EXCERTO
Em contrapartida, a paróquia desocuparia as áreas do convento ocupadas pelos escuteiros, pelas salas da catequese e pelas casas mortuárias. O imóvel, que está classificado como monumento de interesse público, encontrava-se parcialmente arruinado e foi expropriado pela EPUL a um particular em 1983.

Nos termos do contrato-promessa, a paróquia tinha cinco anos para concluir os trabalhos e ter a igreja e os seus serviços sociais a funcionar, sob pena de extinção do direito de superfície. A menos que a EPUL autorizasse a prorrogação daquele prazo.

“Direito extinguiu-se”
Sucede que a escritura nunca foi feita e, portanto, a promessa nunca se concretizou, nem as obras foram iniciadas. Quanto ao resto, a paróquia desocupou o velho convento e a EPUL fez as obras prometidas.

Já em Março de 2012, a Paróquia de Telheiras, entretanto criada, escreve à EPUL e ao presidente da câmara, António Costa, pedindo a marcação da escritura. Segundo o contrato-promessa, ela deveria ter sido feita nos dois anos seguintes, até Setembro de 2005, mas esse prazo, ao contrário do da realização das obras, não era imperativo.

Pouco depois, Manuel Salgado, então vice-presidente da câmara com a tutela da EPUL — que tinha como único accionista o município —, pede à empresa uma informação sobre o caso para responder à paróquia. A resposta só chega no final de 2013, data em que a EPUL já está ser gerida por administradores liquidatários nomeados pela câmara. 

Nessa informação, os liquidatários consideram que o direito de superfície se “extinguiu automaticamente” por não ter sido respeitado o prazo de cinco anos para a execução da obra. Salientam que em 2005 e 2006 a EPUL pediu ao patriarcado, por escrito, os documentos necessários à marcação da escritura, acrescentando que nunca obteve resposta. Juridicamente, concluem, “não há qualquer instrumento jurídico válido” entre as partes.

Por isso, pedem autorização à câmara para tentar vender o terreno, o que “contribuiria para atenuar as necessidades de tesouraria da empresa”, então em falência técnica. Solicitam também informação sobre aquilo que poderá ser construído no local, em caso de venda. Manuel Salgado encaminha o assunto para os serviços de Urbanismo, para verificarem, à luz do Plano Director Municipal (PDM), a utilização que pode ser dada à parcela da EPUL. A resposta não surpreende: ali só podem ser construídos “equipamentos”, como a igreja, e qualquer outra finalidade, como pretendem os liquidatários, é uma “hipótese muito remota, pois implica alterar o PDM (...)”.

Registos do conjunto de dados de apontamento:
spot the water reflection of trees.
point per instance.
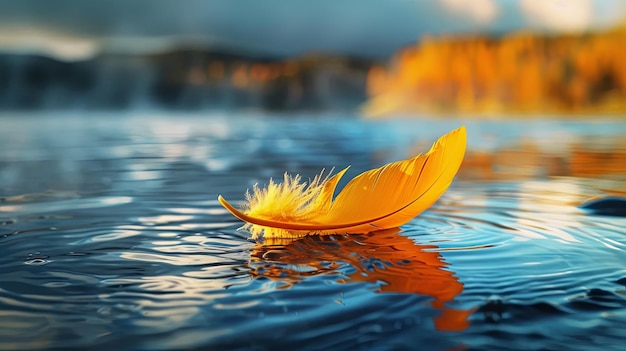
(386, 257)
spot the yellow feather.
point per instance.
(381, 198)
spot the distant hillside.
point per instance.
(518, 73)
(183, 79)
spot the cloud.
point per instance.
(48, 42)
(482, 11)
(561, 15)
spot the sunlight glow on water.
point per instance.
(112, 237)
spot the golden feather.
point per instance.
(381, 198)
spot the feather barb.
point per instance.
(381, 198)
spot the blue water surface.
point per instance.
(112, 237)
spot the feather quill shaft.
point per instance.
(381, 198)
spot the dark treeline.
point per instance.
(183, 79)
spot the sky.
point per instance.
(79, 29)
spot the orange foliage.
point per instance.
(521, 72)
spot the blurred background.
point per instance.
(121, 121)
(372, 57)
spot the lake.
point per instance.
(112, 236)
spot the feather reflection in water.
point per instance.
(406, 267)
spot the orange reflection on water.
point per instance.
(386, 256)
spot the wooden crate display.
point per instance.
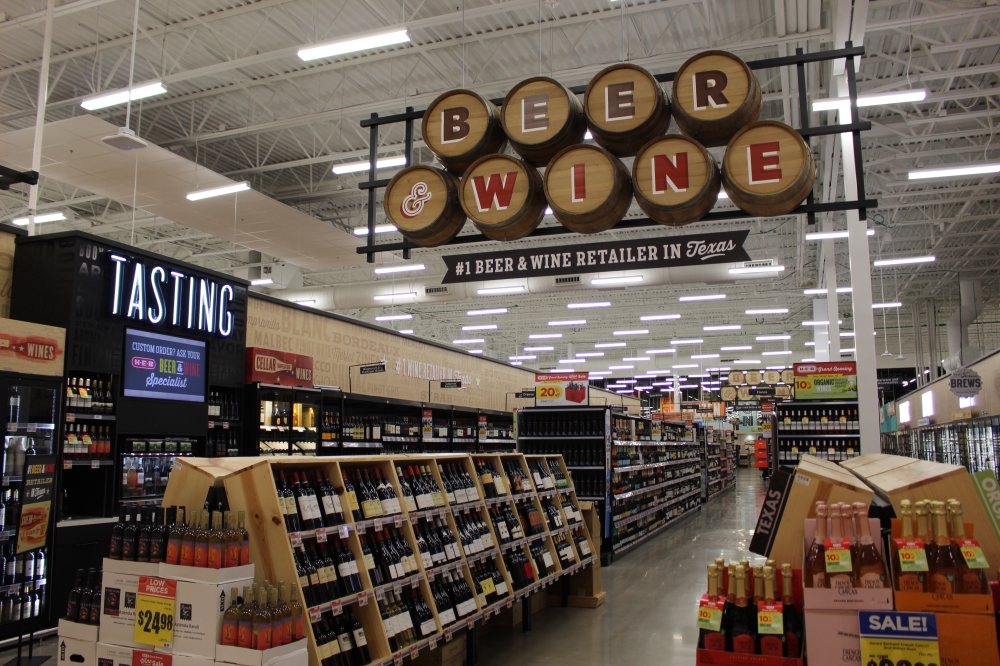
(251, 487)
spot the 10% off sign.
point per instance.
(154, 611)
(899, 639)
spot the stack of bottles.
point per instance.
(939, 557)
(263, 617)
(730, 622)
(860, 562)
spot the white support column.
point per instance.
(43, 96)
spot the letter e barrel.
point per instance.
(714, 95)
(461, 126)
(768, 169)
(503, 196)
(541, 117)
(423, 202)
(676, 181)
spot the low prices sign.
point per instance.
(826, 381)
(154, 611)
(565, 389)
(268, 366)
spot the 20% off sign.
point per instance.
(155, 604)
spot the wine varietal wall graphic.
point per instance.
(667, 252)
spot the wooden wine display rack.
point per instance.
(253, 489)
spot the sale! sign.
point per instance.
(826, 381)
(562, 389)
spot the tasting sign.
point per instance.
(668, 252)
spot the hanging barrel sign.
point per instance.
(588, 188)
(423, 202)
(714, 95)
(461, 126)
(676, 180)
(625, 107)
(503, 196)
(768, 169)
(541, 117)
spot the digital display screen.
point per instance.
(164, 367)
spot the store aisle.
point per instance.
(649, 614)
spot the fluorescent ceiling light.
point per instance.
(489, 291)
(955, 172)
(354, 167)
(840, 290)
(702, 297)
(580, 306)
(105, 100)
(366, 43)
(898, 97)
(399, 269)
(389, 297)
(379, 229)
(198, 195)
(904, 260)
(48, 217)
(625, 279)
(748, 270)
(831, 235)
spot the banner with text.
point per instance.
(691, 250)
(562, 389)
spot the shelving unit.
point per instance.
(253, 489)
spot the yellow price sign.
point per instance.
(154, 611)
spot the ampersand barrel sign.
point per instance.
(714, 95)
(423, 202)
(676, 181)
(588, 188)
(768, 169)
(541, 117)
(461, 126)
(625, 108)
(503, 196)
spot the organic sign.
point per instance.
(690, 250)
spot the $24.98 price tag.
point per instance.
(154, 611)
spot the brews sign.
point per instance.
(692, 250)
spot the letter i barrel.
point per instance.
(461, 126)
(676, 181)
(589, 189)
(714, 95)
(625, 107)
(503, 196)
(768, 169)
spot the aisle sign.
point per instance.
(154, 611)
(562, 389)
(826, 381)
(895, 639)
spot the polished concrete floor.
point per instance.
(652, 595)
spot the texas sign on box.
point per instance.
(562, 389)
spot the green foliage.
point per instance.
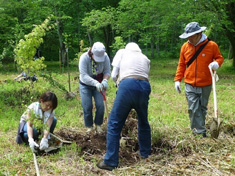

REQUISITOS DO PROBLEMA
Por favor, reescreve o trecho do excerto que começa em "Em contrapartida, a" e vai até "particular em 1983.", pondo "mosteiro" no lugar de "convento".

RESULTADO DO EXERCÍCIO
Em contrapartida, a paróquia desocuparia as áreas do mosteiro ocupadas pelos escuteiros, pelas salas da catequese e pelas casas mortuárias. O imóvel, que está classificado como monumento de interesse público, encontrava-se parcialmente arruinado e foi expropriado pela EPUL a um particular em 1983.